(課題文)
::::::::::

ヴァシリー・カンディンスキー《「E.R.キャンベルのための壁画No.4」の習作(カーニバル・冬)》1914年
ヴァシリー・カンディンスキー「『E.R.キャンベルのための壁画No.4の習作』(カーニバル・冬)」=1914年

  本展で紹介する《「E.R.キャンベルのための壁画No.4」の習作(カーニバル・冬)》(1914年)は、カンディンスキーの初期抽象絵画のうちの1点です。本作は、ニューヨークの企業家からの注文で制作された壁画の、完成作に近い習作です。画家自身はタイトルをつけておらず、タイトルの「カーニバル・冬」は、後世の研究者が四季図と解釈したためにつけられたもの。本作には四季図とは無縁の舟や虹といったキリスト教の終末論にまつわるモチーフが隠されています。

::::::::::

(抽出データ)
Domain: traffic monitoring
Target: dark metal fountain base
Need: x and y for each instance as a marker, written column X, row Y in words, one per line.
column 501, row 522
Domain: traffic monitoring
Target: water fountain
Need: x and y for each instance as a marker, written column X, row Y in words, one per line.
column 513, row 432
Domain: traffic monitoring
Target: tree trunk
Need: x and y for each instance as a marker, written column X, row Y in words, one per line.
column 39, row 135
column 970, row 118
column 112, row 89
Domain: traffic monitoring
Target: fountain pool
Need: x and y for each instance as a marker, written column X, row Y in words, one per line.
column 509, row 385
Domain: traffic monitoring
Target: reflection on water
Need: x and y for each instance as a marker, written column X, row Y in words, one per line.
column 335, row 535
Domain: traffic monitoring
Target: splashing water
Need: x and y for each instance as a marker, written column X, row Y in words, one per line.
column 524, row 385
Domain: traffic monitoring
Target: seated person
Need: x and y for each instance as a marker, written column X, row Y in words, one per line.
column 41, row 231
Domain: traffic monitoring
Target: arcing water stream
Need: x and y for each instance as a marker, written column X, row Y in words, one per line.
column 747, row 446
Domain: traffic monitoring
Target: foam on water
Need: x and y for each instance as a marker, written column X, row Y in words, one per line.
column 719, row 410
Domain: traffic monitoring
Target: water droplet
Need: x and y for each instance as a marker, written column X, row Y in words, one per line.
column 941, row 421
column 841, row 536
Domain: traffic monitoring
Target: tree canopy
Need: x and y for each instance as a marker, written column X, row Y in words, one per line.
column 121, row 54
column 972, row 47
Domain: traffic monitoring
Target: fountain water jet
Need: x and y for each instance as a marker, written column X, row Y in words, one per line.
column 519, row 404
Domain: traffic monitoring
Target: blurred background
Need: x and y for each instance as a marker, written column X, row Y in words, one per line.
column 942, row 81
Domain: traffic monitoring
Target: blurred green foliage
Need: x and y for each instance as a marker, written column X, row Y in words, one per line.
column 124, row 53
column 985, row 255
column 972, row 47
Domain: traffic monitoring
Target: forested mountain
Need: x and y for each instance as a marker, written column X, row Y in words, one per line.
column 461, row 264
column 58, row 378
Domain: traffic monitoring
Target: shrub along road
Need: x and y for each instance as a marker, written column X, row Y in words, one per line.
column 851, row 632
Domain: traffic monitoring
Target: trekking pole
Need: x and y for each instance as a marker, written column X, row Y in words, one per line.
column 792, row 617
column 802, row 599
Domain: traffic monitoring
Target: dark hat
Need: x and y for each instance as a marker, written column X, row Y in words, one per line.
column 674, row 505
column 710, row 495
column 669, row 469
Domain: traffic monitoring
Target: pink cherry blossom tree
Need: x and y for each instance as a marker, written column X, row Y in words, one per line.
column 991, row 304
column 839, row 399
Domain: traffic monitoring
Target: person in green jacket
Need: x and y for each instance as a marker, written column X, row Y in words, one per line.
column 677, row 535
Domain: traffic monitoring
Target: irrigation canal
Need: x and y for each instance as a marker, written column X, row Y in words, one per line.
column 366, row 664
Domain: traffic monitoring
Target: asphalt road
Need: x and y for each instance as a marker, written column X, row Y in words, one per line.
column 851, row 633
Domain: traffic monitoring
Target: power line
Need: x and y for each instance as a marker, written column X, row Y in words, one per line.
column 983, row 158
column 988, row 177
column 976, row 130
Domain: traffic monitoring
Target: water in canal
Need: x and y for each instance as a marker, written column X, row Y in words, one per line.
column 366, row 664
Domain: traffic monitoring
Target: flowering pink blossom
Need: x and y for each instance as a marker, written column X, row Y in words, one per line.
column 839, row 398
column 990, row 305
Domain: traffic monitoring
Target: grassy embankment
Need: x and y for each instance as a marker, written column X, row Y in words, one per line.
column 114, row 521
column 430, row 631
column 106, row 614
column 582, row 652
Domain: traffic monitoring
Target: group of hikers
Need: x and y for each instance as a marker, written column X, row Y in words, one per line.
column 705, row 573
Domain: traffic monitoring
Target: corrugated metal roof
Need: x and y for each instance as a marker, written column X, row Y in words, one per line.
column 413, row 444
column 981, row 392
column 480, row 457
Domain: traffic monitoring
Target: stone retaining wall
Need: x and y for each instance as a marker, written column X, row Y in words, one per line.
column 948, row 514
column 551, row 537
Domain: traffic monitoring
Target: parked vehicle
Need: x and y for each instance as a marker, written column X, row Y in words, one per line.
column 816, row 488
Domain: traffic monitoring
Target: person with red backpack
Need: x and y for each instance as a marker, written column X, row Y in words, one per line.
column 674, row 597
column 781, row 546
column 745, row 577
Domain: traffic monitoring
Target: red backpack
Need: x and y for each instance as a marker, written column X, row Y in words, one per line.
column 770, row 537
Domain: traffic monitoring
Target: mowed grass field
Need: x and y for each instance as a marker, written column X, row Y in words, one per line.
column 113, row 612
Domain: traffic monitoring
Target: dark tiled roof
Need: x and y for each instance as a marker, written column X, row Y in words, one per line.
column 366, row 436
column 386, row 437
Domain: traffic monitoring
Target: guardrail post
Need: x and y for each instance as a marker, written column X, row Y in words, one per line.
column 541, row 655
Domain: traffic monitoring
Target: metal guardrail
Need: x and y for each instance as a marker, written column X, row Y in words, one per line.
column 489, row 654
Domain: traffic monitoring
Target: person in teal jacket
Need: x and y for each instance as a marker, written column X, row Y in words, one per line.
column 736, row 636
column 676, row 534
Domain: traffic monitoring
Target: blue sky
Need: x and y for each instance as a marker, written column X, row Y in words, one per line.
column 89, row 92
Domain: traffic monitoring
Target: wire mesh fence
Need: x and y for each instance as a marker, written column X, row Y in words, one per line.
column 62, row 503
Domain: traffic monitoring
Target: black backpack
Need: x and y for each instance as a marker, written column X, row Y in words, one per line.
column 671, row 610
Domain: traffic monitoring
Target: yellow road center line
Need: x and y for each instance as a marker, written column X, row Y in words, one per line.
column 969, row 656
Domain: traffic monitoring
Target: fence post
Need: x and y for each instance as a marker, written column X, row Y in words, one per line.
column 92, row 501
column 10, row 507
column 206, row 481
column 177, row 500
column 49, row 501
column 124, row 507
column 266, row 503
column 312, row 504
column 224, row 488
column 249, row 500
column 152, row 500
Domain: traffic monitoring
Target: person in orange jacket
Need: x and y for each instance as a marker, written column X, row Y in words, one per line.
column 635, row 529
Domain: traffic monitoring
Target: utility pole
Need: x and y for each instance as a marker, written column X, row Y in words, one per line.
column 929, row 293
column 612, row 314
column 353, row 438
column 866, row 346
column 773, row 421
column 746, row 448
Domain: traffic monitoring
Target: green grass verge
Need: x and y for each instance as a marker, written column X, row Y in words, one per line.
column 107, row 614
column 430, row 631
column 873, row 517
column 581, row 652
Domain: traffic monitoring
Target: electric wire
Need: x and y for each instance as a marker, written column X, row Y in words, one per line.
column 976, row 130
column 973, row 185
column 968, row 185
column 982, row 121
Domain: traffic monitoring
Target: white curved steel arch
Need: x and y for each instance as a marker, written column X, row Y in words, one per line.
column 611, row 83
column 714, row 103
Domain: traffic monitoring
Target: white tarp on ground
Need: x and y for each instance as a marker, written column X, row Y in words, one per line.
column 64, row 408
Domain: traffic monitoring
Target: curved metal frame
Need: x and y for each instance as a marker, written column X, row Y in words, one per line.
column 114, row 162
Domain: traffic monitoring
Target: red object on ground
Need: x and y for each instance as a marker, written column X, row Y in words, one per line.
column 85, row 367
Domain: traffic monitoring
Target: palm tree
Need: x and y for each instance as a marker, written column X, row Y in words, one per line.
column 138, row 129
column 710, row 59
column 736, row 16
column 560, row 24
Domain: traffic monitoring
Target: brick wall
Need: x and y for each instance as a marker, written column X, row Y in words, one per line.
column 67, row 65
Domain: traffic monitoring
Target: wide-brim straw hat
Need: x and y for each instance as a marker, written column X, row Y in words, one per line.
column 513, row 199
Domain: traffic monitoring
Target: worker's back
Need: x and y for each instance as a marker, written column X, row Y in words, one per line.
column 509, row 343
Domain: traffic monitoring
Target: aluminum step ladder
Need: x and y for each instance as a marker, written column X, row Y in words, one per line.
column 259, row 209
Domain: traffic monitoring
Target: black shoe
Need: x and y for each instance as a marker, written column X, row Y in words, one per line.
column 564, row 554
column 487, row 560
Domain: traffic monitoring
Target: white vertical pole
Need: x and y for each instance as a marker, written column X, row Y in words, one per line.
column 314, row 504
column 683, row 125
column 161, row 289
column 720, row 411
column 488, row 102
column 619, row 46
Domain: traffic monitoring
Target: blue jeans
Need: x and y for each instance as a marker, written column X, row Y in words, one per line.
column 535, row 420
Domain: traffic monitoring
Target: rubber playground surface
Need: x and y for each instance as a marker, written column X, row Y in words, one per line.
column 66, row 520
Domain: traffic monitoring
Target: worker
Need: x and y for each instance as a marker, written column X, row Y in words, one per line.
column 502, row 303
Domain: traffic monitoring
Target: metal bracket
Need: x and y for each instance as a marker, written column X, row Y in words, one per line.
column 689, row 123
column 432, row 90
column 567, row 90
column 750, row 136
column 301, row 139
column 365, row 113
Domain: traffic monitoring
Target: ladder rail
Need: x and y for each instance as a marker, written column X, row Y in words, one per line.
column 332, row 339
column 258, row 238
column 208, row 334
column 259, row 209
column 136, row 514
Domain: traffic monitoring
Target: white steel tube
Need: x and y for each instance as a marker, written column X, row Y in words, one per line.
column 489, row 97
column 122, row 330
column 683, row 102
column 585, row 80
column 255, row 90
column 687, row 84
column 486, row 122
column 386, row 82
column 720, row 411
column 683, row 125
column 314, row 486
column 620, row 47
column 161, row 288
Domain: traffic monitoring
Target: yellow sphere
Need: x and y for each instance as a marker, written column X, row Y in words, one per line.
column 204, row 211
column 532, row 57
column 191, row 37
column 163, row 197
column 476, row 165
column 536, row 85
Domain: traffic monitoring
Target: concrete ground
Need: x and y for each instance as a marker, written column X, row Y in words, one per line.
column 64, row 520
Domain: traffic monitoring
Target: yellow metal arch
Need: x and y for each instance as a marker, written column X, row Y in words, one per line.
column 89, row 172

::::::::::

(作業内容)
**1)** 課題文によると、「カーニバル・冬」というタイトルは誰が、なぜつけたのか。
**2)** 課題文から、「ヴァシリー・カンディンスキー《「E.R.」を含む語句で始まり「るモチーフが隠されています。」で終わる部分を、一字も変えずに書き出すこと。
**3)** カンディンスキーの習作を紹介する課題文を、最後の文の次から書き継ぐこと。

(課題ごとの結果)
**1)** 後世の研究者が、本作を四季図と解釈したためにつけた。

**2)**
ヴァシリー・カンディンスキー《「E.R.キャンベルのための壁画No.4」の習作(カーニバル・冬)》1914年
ヴァシリー・カンディンスキー「『E.R.キャンベルのための壁画No.4の習作』(カーニバル・冬)」=1914年

  本展で紹介する《「E.R.キャンベルのための壁画No.4」の習作(カーニバル・冬)》(1914年)は、カンディンスキーの初期抽象絵画のうちの1点です。本作は、ニューヨークの企業家からの注文で制作された壁画の、完成作に近い習作です。画家自身はタイトルをつけておらず、タイトルの「カーニバル・冬」は、後世の研究者が四季図と解釈したためにつけられたもの。本作には四季図とは無縁の舟や虹といったキリスト教の終末論にまつわるモチーフが隠されています。

**3)**
  その後、1922年、カンディンスキーは招聘されてバウハウスの教授となりました。そこで、カンディンスキーが最初に取り組んだのが、本展で紹介する版画集『小さな世界』です。同版画集は、石版、木版、銅版が用いられ、それぞれの技法特徴を活かしながら、一枚一枚に小さな世界を表現しています。


ヘルマン・マックス・ペヒシュタイン《パイプ煙草を吸う漁師》1909年
ヘルマン・マックス・ペヒシュタイン「パイプ煙草を吸う漁師」=1909年


  本展では、以上のような、カンディンスキーの作品に加え、カンディンスキーのバウハウス時代の同僚であり友人であったパウル・クレーの作品や、同時期に活躍したドイツ表現主義の芸術家グループ「ブリュッケ」に所属していた、マックス・ぺヒシュタインによる作品、そして19世紀末ウィーンを代表する画家エゴン・シーレの作品など日本では目にする機会の少ないドイツ語圏の作家による作品を紹介します。日本の近代洋画からドイツ表現主義の絵画まで、「少し遠いところからやってきた名品たち」をぜひお楽しみください。

(大分市美術館学芸員 後小路萌子)

∇観覧料は一般1,200円、高校・大学生900円、中学生以下無料。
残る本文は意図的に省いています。